** Start Source document **
Margulis replied that he would put the matter in less colorful terms.

On Sunday Judge Nolan ruled in favor of a mistrial and, on Margulis’s urging, set the date for the new trial in November.

Polled by the press after they were dismissed, all twelve jurors said that they had been prepared to vote guilty and were sorry to have been deprived of the chance to convict Dr. Cavaness.

The doctor’s supporters were undaunted. They would raise more money, Bertis Herrmann said, and the Reverend Staley R. Langham declared that he had new evidence to present to Dr. Dale’s attorney which would assure an acquittal.

Margulis moved for a bail hearing, a normal procedure after a mistrial. Steve Goldman told Kevin that he would have to stand before the judge and in the presence of the defendant state his reasons for believing that Dale Cavaness should be denied bail. Kevin found this the most difficult moment so far in the legal proceedings, but he went through with it, saying that he feared for his life and those of other family members if the defendant was released on bail. The judge agreed, ruling that Dr. Cavaness would have to remain in jail while awaiting the new trial.

“My dad wanted to kill me right there,” Kevin told Goldman afterward. “I could see it in his eyes. Did you see the look he gave me?”

Dale resumed his letter-writing campaign. He was hurt, he wrote to a woman in Eldorado, that Kevin, Marian and Charli had turned against him and were telling such lies about him. Sure, he had not been a perfect father, but he had always provided for them and had never been the stingy sort of person that they had made him out to be. How could Marian say that he had no use for his family, when, among many other acts of selfless generosity, he had paid in full for a two-hundred-and-fifty-thousand-dollar house for her, after she had divorced him, so that she could live in Chesterfield with the boys in the style she preferred? It was sad, how ungrateful people could be.

The declaration of the mistrial was devastating to Kevin, Charli and Marian—as well as to Les Green, who had not planned on having his second marriage start off with a murder trial and revelations about Marian’s life with Dale that were almost beyond belief. He did the best he could to help Marian and admired her strength. He tried not to think about what might happen if Dale got off, fearing that Marian would crack and amazed that she had not broken down already. She was putting up a brave front, but she was not sleeping well. Her nightmare about a baby with Sean’s mature head kept recurring, sending her wandering through the house in the dark.

Kevin and Charli worried about the effect on Charli’s pregnancy of the anxiety of waiting and dragging through the entire wretched business again in the coming weeks. Fortunately the baby was due in September, before the new trial would begin.

Charli was at full term when, on September 27, she gave birth to a stillborn girl. Losing the child, whom they named Kelly Ann and buried formally in a St. Louis cemetery, hurt more than anything else in the string of tragedies that beset them. The baby had become their symbol of hope and renewal, to Kevin a way of defying and overcoming everything that Dale had tried to do to them. Now, only ten months after Sean’s death, the baby was dead. The two deaths seemed linked.

In Charli’s second month of pregnancy they had taken Sean’s ashes, finally recovered from the funeral home when the Cavaness defense fund paid the outstanding expenses, and driven them to southern Illinois, as they believed Sean would have wished. For all that he had suffered there, Sean had always been drawn back to the land between the rivers. Under the circumstances they did not think they ought to risk driving onto the Hickory Handle farm to scatter Sean’s ashes with Mark’s. The farmhands, loyal to Dale, might make trouble.
** End Source document **
> **List of tasks**:
a - Reproduce, word for word, the part of the Cavaness trial passage that opens with the words containing "Margulis replied that" and closes with "trial in November.".
b - In the Cavaness trial passage, what name did Kevin and Charli give their stillborn daughter?
c - List every town, city, and state named in the Cavaness trial passage.
** Start Entries supplied **
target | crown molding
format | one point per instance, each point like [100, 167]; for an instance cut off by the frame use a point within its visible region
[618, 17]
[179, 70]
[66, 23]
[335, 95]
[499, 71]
** End Entries supplied **
> **Written answers**:
a -
Margulis replied that he would put the matter in less colorful terms.

On Sunday Judge Nolan ruled in favor of a mistrial and, on Margulis’s urging, set the date for the new trial in November.

b - Kelly Ann

c - Eldorado, Chesterfield, St. Louis, Illinois